Excerpts from point annotation data
>> Begin
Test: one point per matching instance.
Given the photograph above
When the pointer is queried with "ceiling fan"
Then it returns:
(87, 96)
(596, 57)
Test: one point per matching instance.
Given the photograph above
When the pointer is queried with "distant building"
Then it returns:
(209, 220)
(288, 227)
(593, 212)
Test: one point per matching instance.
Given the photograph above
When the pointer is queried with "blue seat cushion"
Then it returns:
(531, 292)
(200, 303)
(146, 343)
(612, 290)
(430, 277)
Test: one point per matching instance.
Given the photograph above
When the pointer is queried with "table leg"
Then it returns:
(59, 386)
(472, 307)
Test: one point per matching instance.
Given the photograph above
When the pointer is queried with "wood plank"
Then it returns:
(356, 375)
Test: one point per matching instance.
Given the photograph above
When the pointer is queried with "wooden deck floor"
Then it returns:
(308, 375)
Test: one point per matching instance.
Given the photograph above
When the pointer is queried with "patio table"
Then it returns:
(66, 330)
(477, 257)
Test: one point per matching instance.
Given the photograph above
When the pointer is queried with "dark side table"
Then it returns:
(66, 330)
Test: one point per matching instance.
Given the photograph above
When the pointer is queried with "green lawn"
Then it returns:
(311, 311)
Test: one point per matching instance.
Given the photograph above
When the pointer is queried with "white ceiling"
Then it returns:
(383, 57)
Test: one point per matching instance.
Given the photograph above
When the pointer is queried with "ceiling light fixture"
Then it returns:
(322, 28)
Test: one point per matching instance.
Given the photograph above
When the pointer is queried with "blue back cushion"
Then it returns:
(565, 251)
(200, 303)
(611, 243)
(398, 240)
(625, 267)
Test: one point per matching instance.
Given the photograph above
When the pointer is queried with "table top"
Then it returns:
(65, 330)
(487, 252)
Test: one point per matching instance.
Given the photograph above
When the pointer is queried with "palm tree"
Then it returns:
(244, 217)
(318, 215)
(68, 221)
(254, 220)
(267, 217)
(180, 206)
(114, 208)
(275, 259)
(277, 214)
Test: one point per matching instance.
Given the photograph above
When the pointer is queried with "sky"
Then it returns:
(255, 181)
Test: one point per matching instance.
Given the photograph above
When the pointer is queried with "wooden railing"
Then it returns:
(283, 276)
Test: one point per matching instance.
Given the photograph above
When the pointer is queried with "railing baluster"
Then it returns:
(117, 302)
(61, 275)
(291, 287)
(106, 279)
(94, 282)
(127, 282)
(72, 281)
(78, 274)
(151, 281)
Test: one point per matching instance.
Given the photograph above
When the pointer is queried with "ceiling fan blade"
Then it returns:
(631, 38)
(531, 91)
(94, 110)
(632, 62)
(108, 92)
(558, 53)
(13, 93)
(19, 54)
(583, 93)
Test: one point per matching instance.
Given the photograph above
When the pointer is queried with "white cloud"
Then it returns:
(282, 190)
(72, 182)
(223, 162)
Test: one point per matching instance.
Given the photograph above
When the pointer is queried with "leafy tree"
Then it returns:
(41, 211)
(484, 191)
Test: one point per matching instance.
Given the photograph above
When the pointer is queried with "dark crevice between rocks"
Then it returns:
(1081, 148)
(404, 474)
>> End
>> Begin
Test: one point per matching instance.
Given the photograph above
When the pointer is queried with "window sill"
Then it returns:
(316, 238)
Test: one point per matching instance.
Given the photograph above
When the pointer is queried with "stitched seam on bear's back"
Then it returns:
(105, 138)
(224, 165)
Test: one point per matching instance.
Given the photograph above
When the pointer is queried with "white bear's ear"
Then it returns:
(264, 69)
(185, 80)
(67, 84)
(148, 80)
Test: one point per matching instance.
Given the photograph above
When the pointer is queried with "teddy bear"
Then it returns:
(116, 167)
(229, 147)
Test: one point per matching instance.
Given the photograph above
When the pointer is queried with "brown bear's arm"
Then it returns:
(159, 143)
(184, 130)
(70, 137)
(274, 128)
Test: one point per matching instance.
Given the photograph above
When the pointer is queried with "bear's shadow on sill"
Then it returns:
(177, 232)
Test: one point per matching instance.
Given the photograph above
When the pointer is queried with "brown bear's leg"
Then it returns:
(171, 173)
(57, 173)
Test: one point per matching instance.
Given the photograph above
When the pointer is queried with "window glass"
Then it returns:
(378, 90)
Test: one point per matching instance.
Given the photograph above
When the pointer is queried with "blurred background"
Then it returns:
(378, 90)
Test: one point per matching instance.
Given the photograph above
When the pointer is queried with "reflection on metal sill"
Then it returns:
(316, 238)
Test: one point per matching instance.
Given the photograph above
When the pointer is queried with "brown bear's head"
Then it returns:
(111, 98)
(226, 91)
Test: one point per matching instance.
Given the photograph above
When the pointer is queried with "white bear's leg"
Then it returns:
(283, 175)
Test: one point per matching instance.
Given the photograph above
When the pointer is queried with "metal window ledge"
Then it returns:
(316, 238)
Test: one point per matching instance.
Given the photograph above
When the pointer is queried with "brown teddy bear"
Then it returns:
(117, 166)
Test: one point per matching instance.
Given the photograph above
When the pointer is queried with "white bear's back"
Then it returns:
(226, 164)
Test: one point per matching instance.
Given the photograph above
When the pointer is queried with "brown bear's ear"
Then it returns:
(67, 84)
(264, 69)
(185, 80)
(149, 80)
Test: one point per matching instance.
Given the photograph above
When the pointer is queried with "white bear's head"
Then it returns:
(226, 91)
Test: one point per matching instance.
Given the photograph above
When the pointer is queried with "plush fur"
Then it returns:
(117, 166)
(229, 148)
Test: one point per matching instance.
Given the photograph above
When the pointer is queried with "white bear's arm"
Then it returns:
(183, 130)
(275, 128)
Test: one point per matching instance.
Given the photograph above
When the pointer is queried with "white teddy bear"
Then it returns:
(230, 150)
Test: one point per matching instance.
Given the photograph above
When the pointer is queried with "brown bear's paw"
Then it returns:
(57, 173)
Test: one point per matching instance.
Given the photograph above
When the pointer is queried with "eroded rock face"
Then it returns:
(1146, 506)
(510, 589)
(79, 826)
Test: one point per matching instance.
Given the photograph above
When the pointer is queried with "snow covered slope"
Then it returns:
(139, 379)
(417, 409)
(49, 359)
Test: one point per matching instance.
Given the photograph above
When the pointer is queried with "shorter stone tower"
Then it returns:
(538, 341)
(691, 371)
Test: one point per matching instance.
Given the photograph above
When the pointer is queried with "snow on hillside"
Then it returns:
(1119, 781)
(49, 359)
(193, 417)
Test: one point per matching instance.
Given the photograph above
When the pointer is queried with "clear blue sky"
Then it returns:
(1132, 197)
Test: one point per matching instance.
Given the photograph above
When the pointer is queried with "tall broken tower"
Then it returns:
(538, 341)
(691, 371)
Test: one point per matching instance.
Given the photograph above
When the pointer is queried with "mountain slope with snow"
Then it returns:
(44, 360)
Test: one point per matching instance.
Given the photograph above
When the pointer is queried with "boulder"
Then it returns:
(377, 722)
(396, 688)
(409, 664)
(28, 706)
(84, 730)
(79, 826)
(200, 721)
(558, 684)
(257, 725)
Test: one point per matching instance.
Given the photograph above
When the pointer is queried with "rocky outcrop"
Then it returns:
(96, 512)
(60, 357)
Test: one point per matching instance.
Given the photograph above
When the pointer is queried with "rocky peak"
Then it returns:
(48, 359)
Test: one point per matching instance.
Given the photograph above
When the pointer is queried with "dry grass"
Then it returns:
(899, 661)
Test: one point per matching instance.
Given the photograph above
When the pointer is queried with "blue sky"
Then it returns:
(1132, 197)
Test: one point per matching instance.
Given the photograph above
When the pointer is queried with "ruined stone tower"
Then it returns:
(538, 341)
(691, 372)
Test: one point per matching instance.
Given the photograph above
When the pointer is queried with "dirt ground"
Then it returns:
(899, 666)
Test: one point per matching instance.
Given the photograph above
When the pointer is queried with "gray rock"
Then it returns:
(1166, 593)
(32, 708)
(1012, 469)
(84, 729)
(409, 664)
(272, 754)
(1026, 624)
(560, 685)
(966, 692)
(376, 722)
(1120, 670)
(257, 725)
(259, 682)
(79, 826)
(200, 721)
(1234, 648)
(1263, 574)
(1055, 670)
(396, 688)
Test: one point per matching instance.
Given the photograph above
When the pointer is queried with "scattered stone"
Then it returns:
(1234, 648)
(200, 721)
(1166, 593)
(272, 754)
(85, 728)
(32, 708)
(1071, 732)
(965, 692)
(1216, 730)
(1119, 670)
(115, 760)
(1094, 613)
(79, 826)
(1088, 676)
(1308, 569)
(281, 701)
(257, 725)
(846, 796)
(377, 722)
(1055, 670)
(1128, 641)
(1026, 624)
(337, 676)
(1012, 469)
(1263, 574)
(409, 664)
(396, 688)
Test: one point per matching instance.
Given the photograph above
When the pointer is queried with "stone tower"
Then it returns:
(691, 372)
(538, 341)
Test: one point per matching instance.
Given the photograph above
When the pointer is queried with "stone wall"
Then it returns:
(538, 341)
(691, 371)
>> End
>> Begin
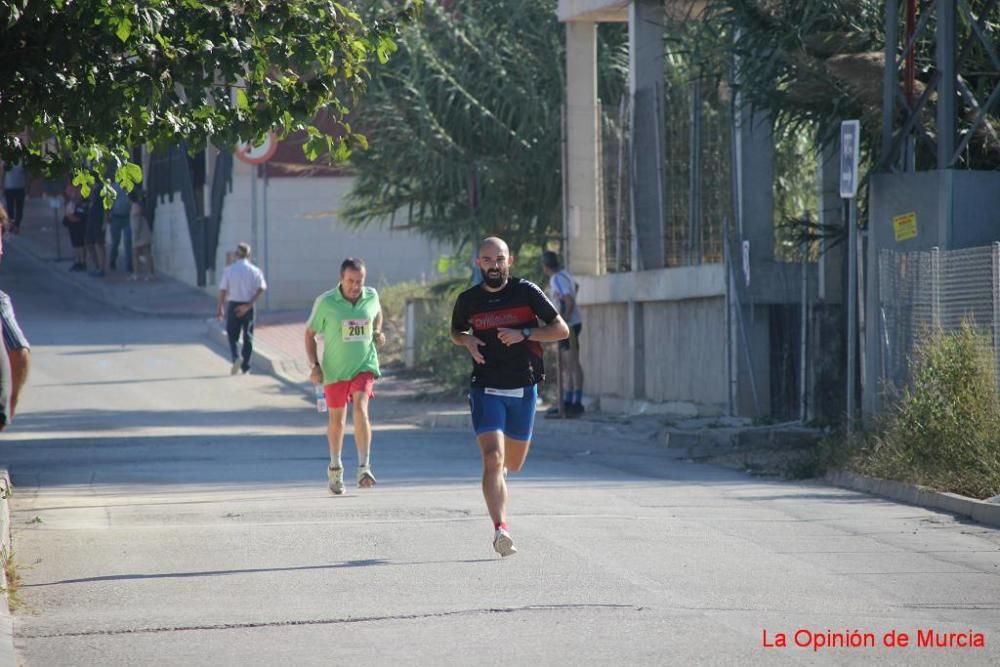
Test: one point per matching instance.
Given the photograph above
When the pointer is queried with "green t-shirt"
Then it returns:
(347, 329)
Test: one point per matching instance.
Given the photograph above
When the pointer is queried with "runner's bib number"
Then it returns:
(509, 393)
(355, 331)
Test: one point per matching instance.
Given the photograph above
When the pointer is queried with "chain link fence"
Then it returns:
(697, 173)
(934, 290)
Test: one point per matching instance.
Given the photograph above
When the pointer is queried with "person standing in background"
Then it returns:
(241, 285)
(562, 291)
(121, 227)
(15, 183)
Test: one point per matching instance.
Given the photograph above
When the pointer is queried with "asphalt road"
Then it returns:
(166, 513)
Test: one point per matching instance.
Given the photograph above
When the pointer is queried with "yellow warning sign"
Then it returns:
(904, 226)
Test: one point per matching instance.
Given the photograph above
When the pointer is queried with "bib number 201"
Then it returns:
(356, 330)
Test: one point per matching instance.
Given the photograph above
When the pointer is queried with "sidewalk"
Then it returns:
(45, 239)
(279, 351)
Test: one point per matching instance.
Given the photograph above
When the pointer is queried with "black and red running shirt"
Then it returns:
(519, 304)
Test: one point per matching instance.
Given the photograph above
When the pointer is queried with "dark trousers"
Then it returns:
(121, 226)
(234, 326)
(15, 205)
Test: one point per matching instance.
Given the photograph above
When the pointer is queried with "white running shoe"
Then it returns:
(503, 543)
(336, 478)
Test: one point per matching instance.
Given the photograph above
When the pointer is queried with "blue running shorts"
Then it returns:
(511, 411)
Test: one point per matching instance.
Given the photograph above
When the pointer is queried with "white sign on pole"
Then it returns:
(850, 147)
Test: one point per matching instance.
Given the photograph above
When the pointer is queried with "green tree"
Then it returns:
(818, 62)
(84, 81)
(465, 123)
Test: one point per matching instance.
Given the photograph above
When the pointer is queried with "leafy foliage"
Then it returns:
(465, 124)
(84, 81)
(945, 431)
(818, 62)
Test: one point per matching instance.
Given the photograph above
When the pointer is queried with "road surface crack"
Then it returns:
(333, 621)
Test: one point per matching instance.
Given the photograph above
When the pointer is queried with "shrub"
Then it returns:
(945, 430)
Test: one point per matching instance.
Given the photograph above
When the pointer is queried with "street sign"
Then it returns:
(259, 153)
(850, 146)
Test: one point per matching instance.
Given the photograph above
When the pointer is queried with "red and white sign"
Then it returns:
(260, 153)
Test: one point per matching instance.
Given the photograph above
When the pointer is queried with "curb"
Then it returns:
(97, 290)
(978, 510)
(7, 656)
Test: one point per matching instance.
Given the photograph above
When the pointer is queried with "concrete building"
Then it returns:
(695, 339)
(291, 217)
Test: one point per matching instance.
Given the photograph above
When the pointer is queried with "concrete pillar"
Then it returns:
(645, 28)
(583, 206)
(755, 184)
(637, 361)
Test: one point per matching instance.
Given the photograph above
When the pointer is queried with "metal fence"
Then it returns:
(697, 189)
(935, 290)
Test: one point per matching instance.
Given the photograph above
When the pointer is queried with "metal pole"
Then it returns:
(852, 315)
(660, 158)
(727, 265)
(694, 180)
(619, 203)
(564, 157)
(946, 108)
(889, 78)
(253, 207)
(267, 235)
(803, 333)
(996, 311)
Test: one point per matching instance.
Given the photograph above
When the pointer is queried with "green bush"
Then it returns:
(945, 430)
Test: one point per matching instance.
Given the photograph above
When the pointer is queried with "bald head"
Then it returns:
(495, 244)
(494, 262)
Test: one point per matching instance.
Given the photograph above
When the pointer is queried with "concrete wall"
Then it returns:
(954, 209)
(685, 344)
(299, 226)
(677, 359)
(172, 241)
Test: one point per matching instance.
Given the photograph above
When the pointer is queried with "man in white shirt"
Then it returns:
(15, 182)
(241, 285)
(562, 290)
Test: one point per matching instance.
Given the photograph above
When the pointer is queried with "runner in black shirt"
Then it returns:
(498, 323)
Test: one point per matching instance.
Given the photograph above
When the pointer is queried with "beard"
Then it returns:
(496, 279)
>> End
### THE EXERCISE
Identify every row above that contains the word "dark" and copy each of those rows in full.

### CORRECT RESULT
When the pointer is queried with "dark side table"
When the pointer is queried with "dark crevice between rocks"
When the pointer is queried with "dark trousers"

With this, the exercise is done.